* Requirement *
Your response should be the complete set of records, reproduced exactly.

* Extracted material *
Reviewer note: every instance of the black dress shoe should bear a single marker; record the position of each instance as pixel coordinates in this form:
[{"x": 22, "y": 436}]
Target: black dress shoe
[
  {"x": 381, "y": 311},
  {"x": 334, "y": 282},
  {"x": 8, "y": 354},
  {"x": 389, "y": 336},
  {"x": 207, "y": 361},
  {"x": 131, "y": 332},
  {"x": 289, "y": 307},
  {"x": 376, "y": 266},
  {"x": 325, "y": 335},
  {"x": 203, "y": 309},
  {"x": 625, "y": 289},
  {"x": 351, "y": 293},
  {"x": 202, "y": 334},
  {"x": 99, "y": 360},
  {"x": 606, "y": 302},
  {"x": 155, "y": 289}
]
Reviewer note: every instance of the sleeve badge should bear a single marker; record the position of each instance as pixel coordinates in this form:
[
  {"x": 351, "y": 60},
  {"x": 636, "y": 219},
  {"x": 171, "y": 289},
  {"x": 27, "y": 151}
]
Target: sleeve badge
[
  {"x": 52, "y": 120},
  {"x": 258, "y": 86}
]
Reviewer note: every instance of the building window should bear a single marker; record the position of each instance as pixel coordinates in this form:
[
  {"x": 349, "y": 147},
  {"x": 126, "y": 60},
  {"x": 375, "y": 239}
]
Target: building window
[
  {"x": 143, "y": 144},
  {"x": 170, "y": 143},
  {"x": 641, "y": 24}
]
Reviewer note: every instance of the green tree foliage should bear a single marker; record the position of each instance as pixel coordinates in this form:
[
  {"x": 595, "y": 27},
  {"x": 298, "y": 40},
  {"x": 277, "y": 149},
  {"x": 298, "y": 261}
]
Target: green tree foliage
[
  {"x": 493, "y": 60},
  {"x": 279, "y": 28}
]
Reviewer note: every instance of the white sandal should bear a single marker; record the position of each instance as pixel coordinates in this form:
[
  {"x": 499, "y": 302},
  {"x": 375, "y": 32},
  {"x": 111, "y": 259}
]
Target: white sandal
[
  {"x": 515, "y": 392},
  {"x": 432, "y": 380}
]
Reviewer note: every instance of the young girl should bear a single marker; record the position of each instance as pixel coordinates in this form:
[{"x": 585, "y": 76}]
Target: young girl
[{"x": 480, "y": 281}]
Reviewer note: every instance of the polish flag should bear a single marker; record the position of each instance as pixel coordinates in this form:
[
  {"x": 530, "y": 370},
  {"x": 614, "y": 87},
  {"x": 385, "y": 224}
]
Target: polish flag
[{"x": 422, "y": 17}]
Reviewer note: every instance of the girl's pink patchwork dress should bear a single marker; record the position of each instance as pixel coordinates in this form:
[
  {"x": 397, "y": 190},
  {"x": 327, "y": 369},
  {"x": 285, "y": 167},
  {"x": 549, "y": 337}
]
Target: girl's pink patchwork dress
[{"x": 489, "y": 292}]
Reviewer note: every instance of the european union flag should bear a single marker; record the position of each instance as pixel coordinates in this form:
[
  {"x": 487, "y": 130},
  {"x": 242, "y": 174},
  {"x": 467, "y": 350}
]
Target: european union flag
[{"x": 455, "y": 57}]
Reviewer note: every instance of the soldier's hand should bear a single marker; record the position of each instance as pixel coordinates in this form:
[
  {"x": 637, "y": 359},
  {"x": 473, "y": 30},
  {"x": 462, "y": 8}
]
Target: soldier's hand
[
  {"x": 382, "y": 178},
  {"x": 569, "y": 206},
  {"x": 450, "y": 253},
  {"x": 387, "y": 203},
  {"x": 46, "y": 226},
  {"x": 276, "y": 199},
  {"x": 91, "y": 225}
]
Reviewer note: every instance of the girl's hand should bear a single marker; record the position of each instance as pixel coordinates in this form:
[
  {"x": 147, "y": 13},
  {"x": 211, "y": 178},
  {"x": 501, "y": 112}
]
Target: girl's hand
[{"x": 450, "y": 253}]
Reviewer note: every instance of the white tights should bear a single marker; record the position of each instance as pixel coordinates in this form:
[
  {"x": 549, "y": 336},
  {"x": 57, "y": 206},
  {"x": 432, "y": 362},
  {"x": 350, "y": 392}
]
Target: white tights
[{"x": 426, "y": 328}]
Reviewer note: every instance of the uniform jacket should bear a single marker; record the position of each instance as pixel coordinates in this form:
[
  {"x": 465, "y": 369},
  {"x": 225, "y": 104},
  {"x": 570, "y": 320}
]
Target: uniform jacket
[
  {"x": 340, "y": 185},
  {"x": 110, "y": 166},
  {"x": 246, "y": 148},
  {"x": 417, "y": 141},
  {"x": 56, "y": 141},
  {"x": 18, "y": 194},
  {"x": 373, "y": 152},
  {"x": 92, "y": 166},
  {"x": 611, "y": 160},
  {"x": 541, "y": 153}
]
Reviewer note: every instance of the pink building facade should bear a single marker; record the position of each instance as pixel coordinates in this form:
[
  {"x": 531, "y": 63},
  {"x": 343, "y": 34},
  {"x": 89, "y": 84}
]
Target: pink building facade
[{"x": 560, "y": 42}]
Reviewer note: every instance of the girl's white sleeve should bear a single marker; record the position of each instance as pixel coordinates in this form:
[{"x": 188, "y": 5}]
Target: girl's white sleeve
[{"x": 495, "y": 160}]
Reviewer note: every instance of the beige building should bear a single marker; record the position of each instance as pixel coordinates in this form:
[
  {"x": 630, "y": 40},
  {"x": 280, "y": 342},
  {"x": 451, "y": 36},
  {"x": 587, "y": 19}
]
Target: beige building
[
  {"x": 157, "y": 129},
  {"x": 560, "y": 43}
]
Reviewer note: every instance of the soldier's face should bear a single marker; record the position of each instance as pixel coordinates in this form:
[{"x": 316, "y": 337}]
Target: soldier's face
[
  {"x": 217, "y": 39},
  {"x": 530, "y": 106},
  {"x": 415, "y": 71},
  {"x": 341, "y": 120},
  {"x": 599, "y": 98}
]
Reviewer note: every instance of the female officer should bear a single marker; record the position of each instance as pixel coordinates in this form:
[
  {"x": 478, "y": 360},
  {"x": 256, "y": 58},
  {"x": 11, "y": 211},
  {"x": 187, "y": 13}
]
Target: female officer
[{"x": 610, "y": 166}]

* Exercise response *
Reviewer note: every instance of the black dress shoe should bear a single marker; record the position of each instance as pixel coordinates in this form:
[{"x": 22, "y": 436}]
Target: black dress shoe
[
  {"x": 381, "y": 311},
  {"x": 334, "y": 282},
  {"x": 8, "y": 354},
  {"x": 389, "y": 336},
  {"x": 207, "y": 361},
  {"x": 131, "y": 332},
  {"x": 289, "y": 307},
  {"x": 376, "y": 266},
  {"x": 325, "y": 335},
  {"x": 203, "y": 309},
  {"x": 625, "y": 289},
  {"x": 351, "y": 293},
  {"x": 202, "y": 334},
  {"x": 99, "y": 360},
  {"x": 606, "y": 302},
  {"x": 155, "y": 289}
]
Reviewer note: every instance of the sleeve badge should bear a single marker; record the position of each instance as pixel coordinates in this form:
[
  {"x": 351, "y": 60},
  {"x": 636, "y": 219},
  {"x": 171, "y": 289},
  {"x": 27, "y": 151}
]
Target: sleeve badge
[
  {"x": 52, "y": 120},
  {"x": 258, "y": 86}
]
Reviewer note: every instance of the building window should bear a single marker; record the position of each instance as pixel coordinates in this form:
[
  {"x": 349, "y": 147},
  {"x": 126, "y": 60},
  {"x": 375, "y": 239}
]
Target: building window
[
  {"x": 143, "y": 144},
  {"x": 170, "y": 143},
  {"x": 641, "y": 24}
]
Reviewer note: every instance of the green tree foliage should bear a single marker; record the position of each instance as pixel coordinates in this form:
[
  {"x": 595, "y": 27},
  {"x": 298, "y": 40},
  {"x": 277, "y": 149},
  {"x": 298, "y": 261}
]
Target: green tree foliage
[
  {"x": 493, "y": 60},
  {"x": 279, "y": 28}
]
Reviewer note: every instance of the white sandal should bear a single marker; record the position of each instance as pixel coordinates in this form:
[
  {"x": 499, "y": 302},
  {"x": 375, "y": 32},
  {"x": 111, "y": 259}
]
Target: white sandal
[
  {"x": 515, "y": 392},
  {"x": 432, "y": 380}
]
Reviewer note: every instance of the young girl should bear a single marker; record the position of each instance as pixel coordinates in this form:
[{"x": 585, "y": 76}]
Target: young girl
[{"x": 480, "y": 281}]
Reviewer note: every instance of the polish flag should bear a single marker; record the position of each instance as pixel coordinates in this form:
[
  {"x": 530, "y": 370},
  {"x": 614, "y": 87},
  {"x": 385, "y": 224}
]
Target: polish flag
[{"x": 422, "y": 17}]
Reviewer note: every instance of the girl's pink patchwork dress should bear a single marker; record the position of each instance as pixel coordinates in this form:
[
  {"x": 397, "y": 190},
  {"x": 327, "y": 369},
  {"x": 285, "y": 167},
  {"x": 549, "y": 337}
]
Target: girl's pink patchwork dress
[{"x": 489, "y": 292}]
Reviewer note: every instance of the european union flag should bear a single marker; record the position of each instance as pixel coordinates in this form:
[
  {"x": 487, "y": 130},
  {"x": 242, "y": 174},
  {"x": 467, "y": 350}
]
Target: european union flag
[{"x": 455, "y": 57}]
Reviewer note: every instance of the soldier's hand should bear a single marker; record the position of each instance as pixel coordinates in this form:
[
  {"x": 637, "y": 359},
  {"x": 473, "y": 30},
  {"x": 462, "y": 8}
]
Target: soldier's hand
[
  {"x": 382, "y": 178},
  {"x": 569, "y": 206},
  {"x": 450, "y": 253},
  {"x": 387, "y": 203},
  {"x": 46, "y": 226},
  {"x": 276, "y": 199},
  {"x": 91, "y": 225}
]
Reviewer note: every instance of the girl's hand should bear a single marker; record the position of each instance as pixel coordinates in this form:
[
  {"x": 147, "y": 13},
  {"x": 211, "y": 178},
  {"x": 501, "y": 112}
]
Target: girl's hand
[{"x": 450, "y": 253}]
Reviewer note: every instance of the white tights should bear a single marker; record the position of each instance as pixel coordinates in this form:
[
  {"x": 549, "y": 336},
  {"x": 57, "y": 206},
  {"x": 432, "y": 362},
  {"x": 350, "y": 392}
]
Target: white tights
[{"x": 426, "y": 328}]
Reviewer note: every instance of the uniform jacket should bear a single marker; record the position of each instance as pixel coordinates in this form:
[
  {"x": 465, "y": 369},
  {"x": 225, "y": 104},
  {"x": 570, "y": 320}
]
Target: uniform jacket
[
  {"x": 340, "y": 185},
  {"x": 110, "y": 166},
  {"x": 246, "y": 148},
  {"x": 417, "y": 141},
  {"x": 56, "y": 141},
  {"x": 18, "y": 194},
  {"x": 373, "y": 152},
  {"x": 92, "y": 166},
  {"x": 611, "y": 160},
  {"x": 541, "y": 153}
]
Reviewer note: every instance of the pink building facade should bear a single marker; record the position of each instance as pixel coordinates in this form:
[
  {"x": 531, "y": 63},
  {"x": 343, "y": 34},
  {"x": 89, "y": 84}
]
Target: pink building facade
[{"x": 560, "y": 42}]
Reviewer note: every instance of the girl's white sleeve should bear a single marker; record the position of each instance as pixel coordinates in this form:
[{"x": 188, "y": 5}]
Target: girl's white sleeve
[{"x": 495, "y": 160}]
Reviewer note: every instance of the beige building should bear a single marker; record the position of each instance as pixel coordinates in this form:
[
  {"x": 630, "y": 40},
  {"x": 280, "y": 342},
  {"x": 451, "y": 36},
  {"x": 587, "y": 19}
]
Target: beige building
[
  {"x": 157, "y": 129},
  {"x": 560, "y": 43}
]
Reviewer note: every instance of the soldier's face should bear a single marker; record the position of each instance as pixel coordinates in this form:
[{"x": 316, "y": 337}]
Target: soldier's face
[
  {"x": 217, "y": 39},
  {"x": 530, "y": 106},
  {"x": 415, "y": 71},
  {"x": 341, "y": 120},
  {"x": 599, "y": 98}
]
Reviewer note: every instance of the female officer should bear a single marker; record the position of each instance as pixel coordinates in this form:
[
  {"x": 478, "y": 360},
  {"x": 256, "y": 58},
  {"x": 11, "y": 211},
  {"x": 187, "y": 13}
]
Target: female officer
[{"x": 610, "y": 166}]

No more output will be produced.